---------- AVAILABLE DATA ----------

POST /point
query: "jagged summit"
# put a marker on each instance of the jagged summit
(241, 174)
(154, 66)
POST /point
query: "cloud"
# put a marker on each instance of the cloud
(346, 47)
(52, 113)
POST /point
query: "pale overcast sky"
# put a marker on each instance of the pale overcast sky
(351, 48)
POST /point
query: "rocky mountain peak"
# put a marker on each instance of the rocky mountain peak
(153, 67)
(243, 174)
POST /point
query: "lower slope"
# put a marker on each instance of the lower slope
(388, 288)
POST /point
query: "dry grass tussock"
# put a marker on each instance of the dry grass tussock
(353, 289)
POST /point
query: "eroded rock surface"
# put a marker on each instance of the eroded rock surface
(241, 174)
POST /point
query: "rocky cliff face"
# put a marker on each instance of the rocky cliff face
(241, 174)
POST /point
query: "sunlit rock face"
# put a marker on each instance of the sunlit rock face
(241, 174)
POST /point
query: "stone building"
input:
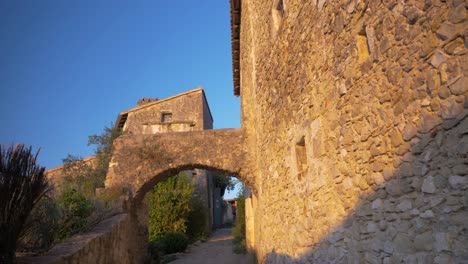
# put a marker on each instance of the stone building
(353, 138)
(188, 111)
(355, 120)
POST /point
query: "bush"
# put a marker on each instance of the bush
(153, 256)
(40, 230)
(75, 209)
(173, 242)
(22, 184)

----------

▶ _TASK BRIEF_
Leave out the pictures and retype every line above exactly.

▶ _PROBLEM SOLUTION_
POST /point
query: "jagged summit"
# put a marker on each instance of the jagged summit
(241, 174)
(154, 66)
POST /point
query: "cloud"
# put a marker on each instance of the cloud
(346, 47)
(52, 113)
POST /point
query: "pale overcast sky"
# put a marker on each instance of the pale overcast sky
(351, 48)
POST /point
query: "rocky mountain peak"
# put a marker on each instance of the rocky mountain peak
(153, 67)
(243, 174)
POST /point
query: "lower slope"
# put a marker on each instance of the lower slope
(388, 288)
POST /point
query: "dry grass tussock"
# put a marker on each instance of the dry grass tussock
(353, 289)
POST /point
query: "eroded rock surface"
# put a marker on each instance of the eroded rock surface
(241, 174)
POST /point
query: "rocky cliff face"
# put a marker on each instance of the rocky cliff face
(241, 174)
POST /point
query: "sunlit rock face"
# put a marker on each instance of the sunlit rock face
(241, 174)
POST /point
query: "stone building"
input:
# put a marker on each instance of the stone building
(353, 138)
(188, 111)
(355, 120)
POST /point
query: "bush"
# put a marker on each instance of the bush
(153, 256)
(40, 230)
(75, 209)
(173, 242)
(22, 184)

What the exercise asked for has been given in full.